» **DOCUMENT EXTRACT**:
>>>

August 5 passed without my noticing that it was a year ago that day that I began writing OpEdge.
Over the year, I have posted a total of 177 entries. I thought it might be fun to review what I covered in the first 52 weeks of OpEdge. Interestingly enough, the common themes of a year’s worth of writing fall under four rubrics:
- Analysis of common propaganda techniques that the mass media, and in particular mainstream reporters, use to color the news with decidedly right-wing views.
- Identification of the core tenets of contemporary American ideology that serve as the assumptions and message points for virtually all the media we experience in all formats.
- Discussions of how specific news and news coverage reflect current and long-term social, media and entertainment trends.
- Presentation of my position on some of the pressing issues of the day.
Today we’ll look at the common propaganda techniques I analyzed over the past year. Tomorrow, we’ll look at some of the core tenets of contemporary American ideology and discuss important news trends. We’ll close this three-part series on Thursday with a review of my own political and cultural agenda.
Getting right to it, here is a list of the propaganda techniques that I analyzed over the past year. For most of these I found and discussed multiple examples of reporters trying to color reporting through the use of these rhetorical devices. In all cases, I named the rhetorical devices, although in some cases others may have previously used the same language to describe the same technique:
- Argument by Anecdote: saying that one story proves a trend even if the statistics show that case, while dramatic, is exceptional or rare.
- Conflation: Equating two events, objects, trends or facts that have nothing in common; for example, using fictional evidence to prove an historical trend or comparing Bush II’s spotty National Guard stint to the military record of war hero John Kerry.
- Criteria Rigging: Selecting the criteria that will prove the point you want to make, for example, the studies that use criteria that exist in the suburbs to show that the top places to live are all in suburbs.
- Expert Selection: Limiting the terms of the debate by the selection of experts; for example selecting an anti-labor professor to comment on an economic study or National Public Radio pitting David Brooks against E.J. Dionne and pretending its right versus left.

<<<

» **EXCERPTED RECORDS**:
>>>

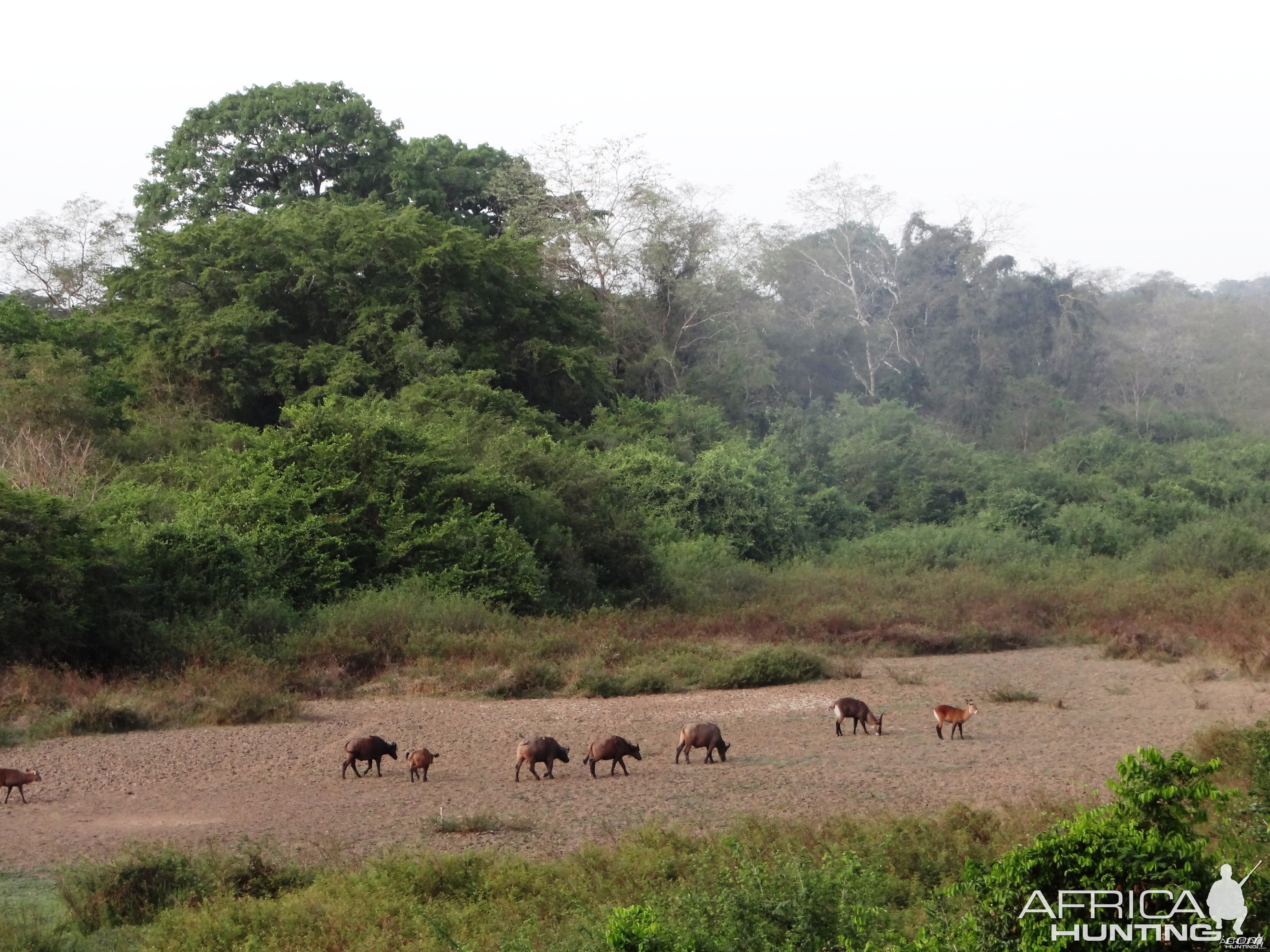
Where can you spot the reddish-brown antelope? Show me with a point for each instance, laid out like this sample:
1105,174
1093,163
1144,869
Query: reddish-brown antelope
957,716
859,714
17,779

<<<

How many entries does the OpEdge anniversary post say were posted over the year? Rely only on the OpEdge anniversary post for your answer.

177 entries.